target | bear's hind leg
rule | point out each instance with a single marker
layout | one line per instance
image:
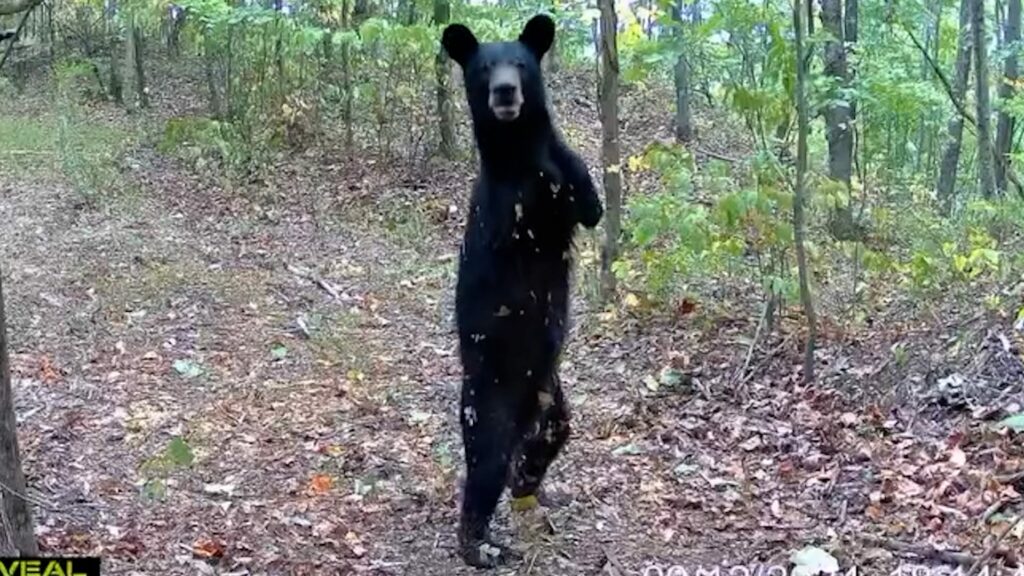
(541, 448)
(489, 430)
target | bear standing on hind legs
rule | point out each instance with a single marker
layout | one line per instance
(513, 287)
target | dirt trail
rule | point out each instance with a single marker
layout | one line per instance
(296, 337)
(110, 313)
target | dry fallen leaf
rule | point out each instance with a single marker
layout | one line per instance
(207, 548)
(321, 484)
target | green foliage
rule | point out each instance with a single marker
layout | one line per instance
(677, 241)
(176, 455)
(208, 144)
(86, 150)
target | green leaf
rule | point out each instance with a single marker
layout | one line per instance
(179, 452)
(811, 561)
(671, 377)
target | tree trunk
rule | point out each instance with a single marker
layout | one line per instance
(8, 7)
(445, 114)
(800, 193)
(117, 76)
(838, 117)
(217, 110)
(950, 155)
(986, 161)
(609, 145)
(16, 530)
(138, 59)
(684, 120)
(346, 76)
(1005, 126)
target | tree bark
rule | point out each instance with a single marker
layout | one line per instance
(684, 120)
(986, 163)
(610, 154)
(138, 59)
(17, 530)
(1005, 125)
(838, 117)
(346, 72)
(950, 155)
(445, 114)
(8, 7)
(800, 194)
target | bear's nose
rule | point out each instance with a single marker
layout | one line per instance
(504, 93)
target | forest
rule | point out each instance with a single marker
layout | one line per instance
(229, 237)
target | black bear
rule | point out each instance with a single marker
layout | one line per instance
(513, 286)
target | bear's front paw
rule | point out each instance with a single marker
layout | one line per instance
(587, 204)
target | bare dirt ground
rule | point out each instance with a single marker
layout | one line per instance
(264, 380)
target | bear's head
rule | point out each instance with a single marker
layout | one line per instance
(503, 79)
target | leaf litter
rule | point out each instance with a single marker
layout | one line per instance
(206, 389)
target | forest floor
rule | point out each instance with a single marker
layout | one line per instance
(264, 380)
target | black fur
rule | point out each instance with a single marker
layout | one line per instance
(512, 296)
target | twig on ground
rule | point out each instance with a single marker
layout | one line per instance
(924, 551)
(611, 566)
(991, 510)
(928, 551)
(740, 377)
(1011, 478)
(315, 279)
(993, 547)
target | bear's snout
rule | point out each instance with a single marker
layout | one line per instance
(506, 92)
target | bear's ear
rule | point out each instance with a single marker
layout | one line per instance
(539, 34)
(460, 43)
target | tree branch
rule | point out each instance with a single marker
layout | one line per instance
(941, 76)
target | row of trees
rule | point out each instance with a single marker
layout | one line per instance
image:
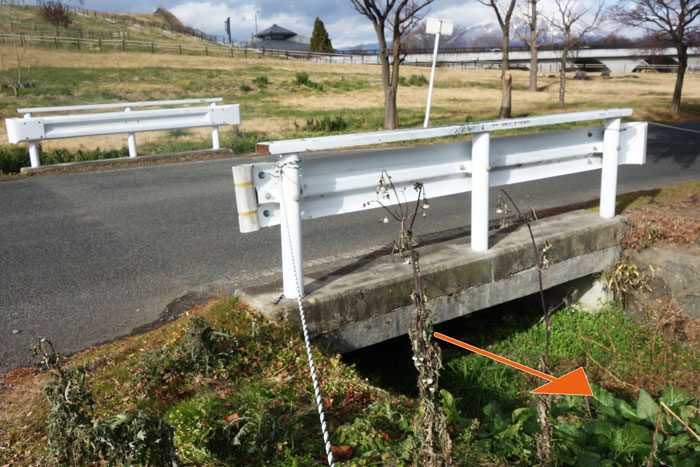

• WHAT IS EXPECTED:
Copy the whole listing above line for line without changing anything, but leave the pictures out.

• RESULT:
target | bear's hind leg
rule | point out each instance with a single marker
layout | one line per instance
image:
(541, 448)
(489, 430)
target | bear standing on hind legs
rule | point out each instance with a single marker
layout | one line per instance
(513, 287)
target | dirt trail
rule | point out each instance with a single marker
layout | one line per instance
(296, 337)
(110, 313)
target | dry fallen leaf
rule | point out each instance with a single marker
layout | one line per instance
(207, 548)
(321, 484)
target | green foliage
rule | point out each instance with a single marker
layout | one line per instance
(677, 241)
(176, 455)
(208, 144)
(86, 150)
target | green leaf
rule | point out each instance with a single marker
layout | one line per instance
(179, 452)
(811, 561)
(671, 377)
target | tree trunk
rule | point out each instance with a single marker
layout | one line per instance
(8, 7)
(445, 114)
(800, 193)
(117, 76)
(838, 117)
(217, 110)
(950, 155)
(986, 161)
(609, 145)
(16, 530)
(138, 59)
(684, 120)
(346, 76)
(1005, 126)
target | tree bark
rule | point out each instance with a single marker
layout | one line per instance
(684, 120)
(986, 163)
(610, 154)
(138, 59)
(17, 530)
(1005, 125)
(838, 117)
(346, 72)
(950, 155)
(445, 114)
(8, 7)
(800, 194)
target | bear's nose
rule | point out each instance with a single marker
layout | one line per instance
(504, 93)
target | forest
rule | point out each instance with a single marker
layout | one line per instance
(229, 237)
target | black bear
rule | point out each instance with a single marker
layout | one line per instance
(513, 286)
target | bear's front paw
rule | point out each instance with a single marker
layout | one line per instance
(587, 204)
target | bare dirt ground
rule | point out each instance with a single marker
layout | one line per instance
(264, 380)
target | bear's head
rule | point out each instance with a single marker
layout | one line per instance
(503, 79)
target | leaf litter
rule | point out each instance with a single marker
layout | one line per instance
(206, 389)
target | forest floor
rule | point out each instance with a single marker
layout | one line per instance
(264, 380)
target | black fur
rule | point out each instance with a single marker
layout | one line per instance
(512, 296)
target | twig on ground
rule | point out each instance with a single marker
layout | one line per instance
(924, 551)
(611, 566)
(991, 510)
(928, 551)
(740, 377)
(1011, 478)
(315, 279)
(993, 547)
target | bear's snout
rule | point out each instance with a single marker
layout | one line per instance
(506, 92)
target | bear's ear
rule | point out each instance with a single marker
layout | one line per instance
(539, 34)
(460, 43)
target | tree branch
rule | point out each instance with a single marker
layout | one line per instance
(941, 76)
target | row of trees
rule | point out each instance with a single marker
layout | one line per instance
image:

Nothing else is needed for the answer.